DO THIS:
Rewrite each line of the data below as a numbered list with no blank lines, and leave the pictures out.

AVAILABLE RECORDS:
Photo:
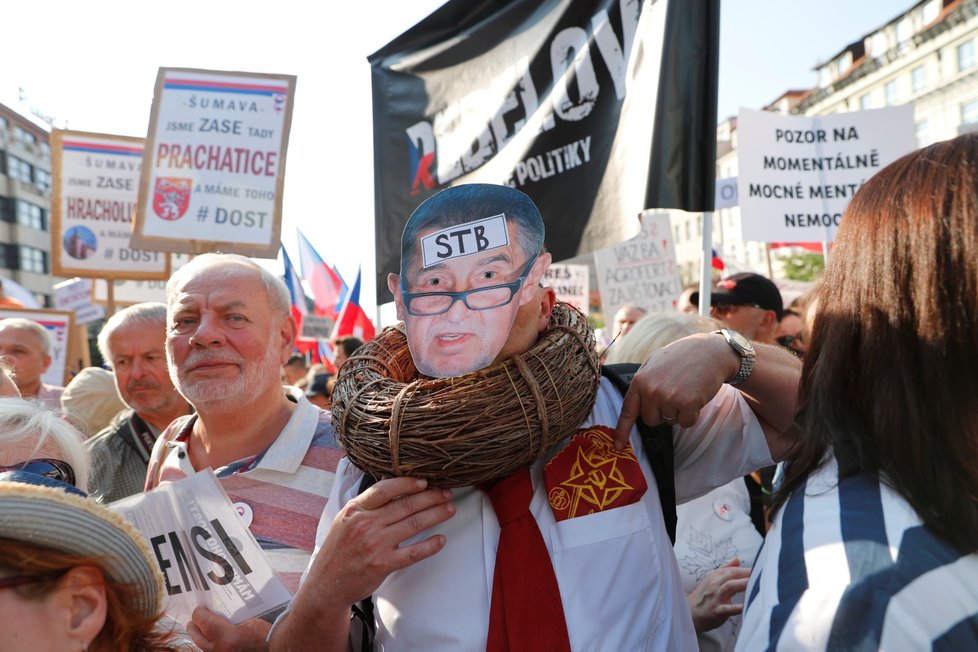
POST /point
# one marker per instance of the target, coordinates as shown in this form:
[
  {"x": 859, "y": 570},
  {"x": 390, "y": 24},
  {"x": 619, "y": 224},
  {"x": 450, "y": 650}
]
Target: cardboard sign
[
  {"x": 76, "y": 295},
  {"x": 797, "y": 174},
  {"x": 642, "y": 270},
  {"x": 95, "y": 178},
  {"x": 60, "y": 325},
  {"x": 571, "y": 284},
  {"x": 214, "y": 166},
  {"x": 204, "y": 551}
]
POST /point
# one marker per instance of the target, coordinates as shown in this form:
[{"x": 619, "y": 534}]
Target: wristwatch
[{"x": 742, "y": 346}]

COMPLETED EXERCISE:
1. Photo:
2. POST /point
3. # one marker per instance of the target, coordinates as shown in this form:
4. [
5.   {"x": 859, "y": 570},
6.   {"x": 390, "y": 24},
7.   {"x": 619, "y": 224},
8.   {"x": 450, "y": 650}
9. ]
10. Target: cardboard sign
11. [
12.   {"x": 76, "y": 295},
13.   {"x": 797, "y": 174},
14.   {"x": 642, "y": 270},
15.   {"x": 95, "y": 178},
16.   {"x": 60, "y": 325},
17.   {"x": 571, "y": 284},
18.   {"x": 214, "y": 166},
19.   {"x": 204, "y": 551}
20. ]
21. POST /point
22. # one marker per instance of the target, coordinates as shown in this form:
23. [{"x": 619, "y": 534}]
24. Target: wristwatch
25. [{"x": 742, "y": 346}]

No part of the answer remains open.